[PROBLEM TO SOLVE] Could you write out the data that follows, exactly and in full?

• • •

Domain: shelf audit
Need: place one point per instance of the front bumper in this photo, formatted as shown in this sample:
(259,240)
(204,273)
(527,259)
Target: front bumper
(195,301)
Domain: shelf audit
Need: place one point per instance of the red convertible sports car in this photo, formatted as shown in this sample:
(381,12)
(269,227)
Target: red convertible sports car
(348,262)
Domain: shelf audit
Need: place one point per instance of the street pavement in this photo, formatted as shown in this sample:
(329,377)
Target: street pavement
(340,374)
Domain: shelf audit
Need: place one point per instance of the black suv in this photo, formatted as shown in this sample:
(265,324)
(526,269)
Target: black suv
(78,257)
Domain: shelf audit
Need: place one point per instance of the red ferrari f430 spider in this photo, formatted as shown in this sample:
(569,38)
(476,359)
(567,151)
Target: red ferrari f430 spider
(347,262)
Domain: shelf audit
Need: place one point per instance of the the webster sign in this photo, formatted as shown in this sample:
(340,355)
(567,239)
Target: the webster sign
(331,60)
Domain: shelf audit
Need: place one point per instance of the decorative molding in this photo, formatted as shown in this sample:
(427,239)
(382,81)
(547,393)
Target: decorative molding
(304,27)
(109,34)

• • •

[ANSWER BOX]
Domain: shelf audit
Need: place one point per instance of the front bumper in this photo, formatted as shown in this sample:
(259,240)
(204,273)
(527,259)
Target: front bumper
(195,301)
Domain: shelf audit
Need: place one point per instance of the red convertible sports car in this photo, formatted as shown in this sample:
(381,12)
(269,227)
Target: red convertible sports car
(348,262)
Domain: shelf audit
Need: place one point per instance of the street pavement in this photo, formatted as shown in this sample:
(329,377)
Target: street pavement
(340,374)
Domain: shelf audit
Need: place one point per instance of the black suv in this photo, formatted as shown in this sample:
(265,324)
(526,269)
Target: black suv
(78,257)
Domain: shelf audit
Need: place one point per instance of the red ferrari f430 spider in this photo, formatted as shown in this sample:
(569,38)
(476,359)
(567,151)
Target: red ferrari f430 spider
(347,262)
Domain: shelf audit
Need: place one point per instance of the the webster sign in this photo, formatted as shown in this sample:
(340,355)
(567,239)
Target: the webster sign
(331,60)
Domain: shelf audit
Need: place one point per instance of the decorative molding in this photo, formatted as shown in this sample:
(427,239)
(382,81)
(547,393)
Target: decorative molding
(304,27)
(109,34)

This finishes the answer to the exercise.